Required task - List every line of the records that contains the string "picture", treating uppercase and lowercase letters as distinct.

Data supplied -
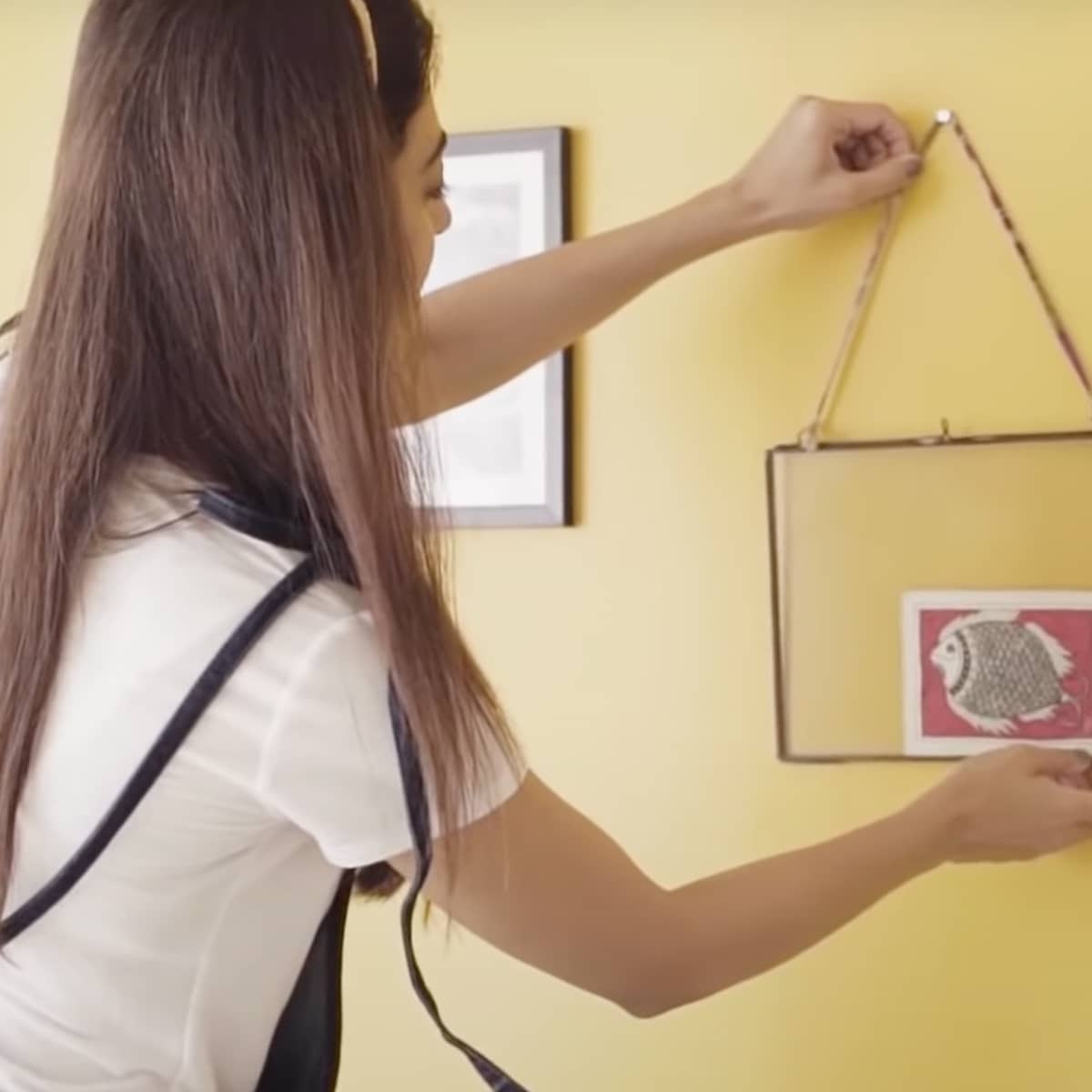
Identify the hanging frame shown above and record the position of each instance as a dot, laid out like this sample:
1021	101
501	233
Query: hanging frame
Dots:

---

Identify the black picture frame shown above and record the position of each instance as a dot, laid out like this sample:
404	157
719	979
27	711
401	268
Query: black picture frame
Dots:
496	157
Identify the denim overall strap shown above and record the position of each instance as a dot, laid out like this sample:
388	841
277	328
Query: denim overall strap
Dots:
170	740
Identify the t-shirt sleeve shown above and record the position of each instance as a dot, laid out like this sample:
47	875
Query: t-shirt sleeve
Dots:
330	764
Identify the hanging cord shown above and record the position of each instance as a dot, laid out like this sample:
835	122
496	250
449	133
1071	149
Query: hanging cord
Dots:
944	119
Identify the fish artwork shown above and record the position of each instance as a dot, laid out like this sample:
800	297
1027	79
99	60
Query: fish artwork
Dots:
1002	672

--

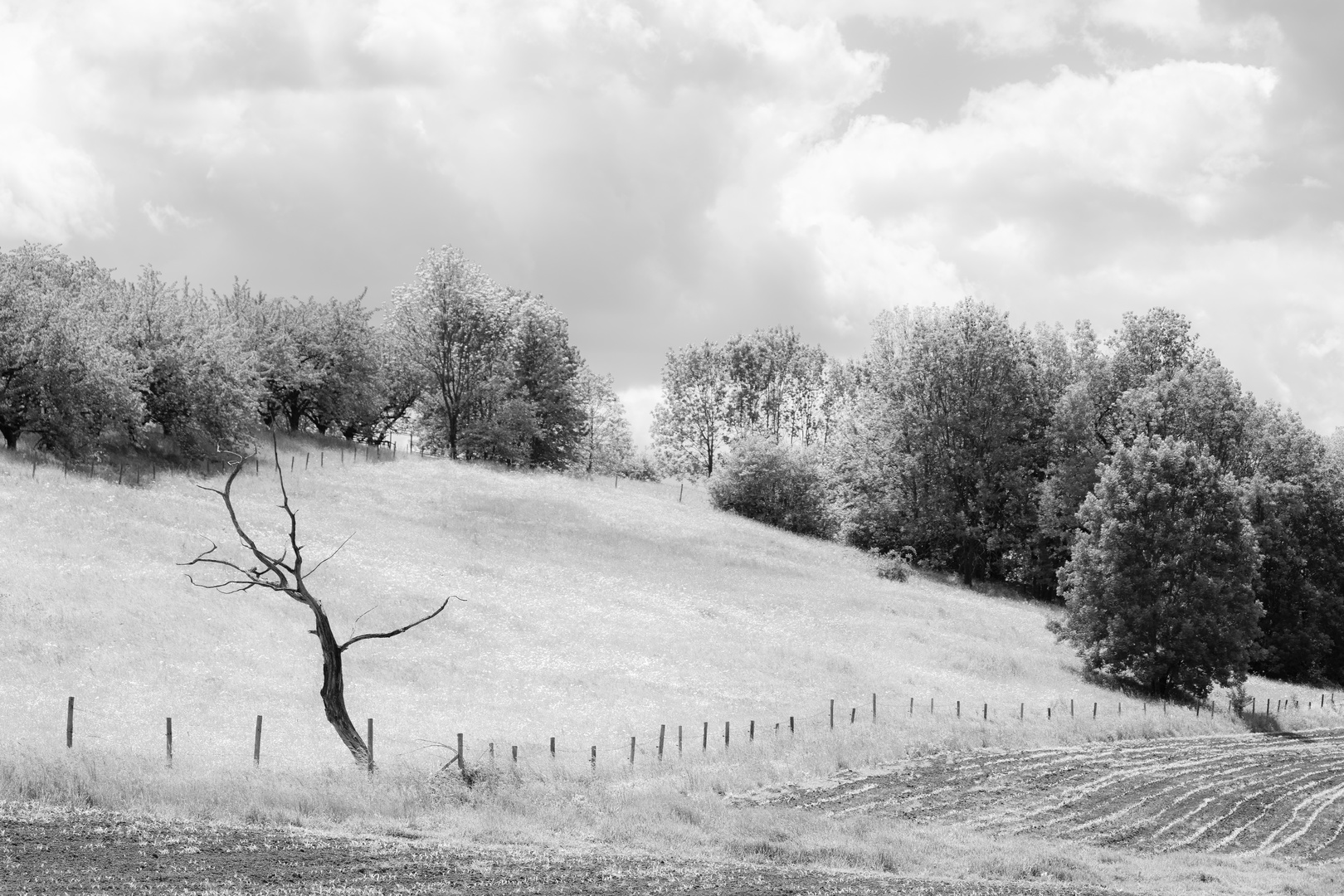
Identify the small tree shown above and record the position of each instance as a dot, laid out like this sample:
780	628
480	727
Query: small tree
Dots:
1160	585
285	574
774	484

Exercise solution -
Identify the black picture frame shown above and record the position of each instance as a dot, laid out like this sample:
Query: black picture frame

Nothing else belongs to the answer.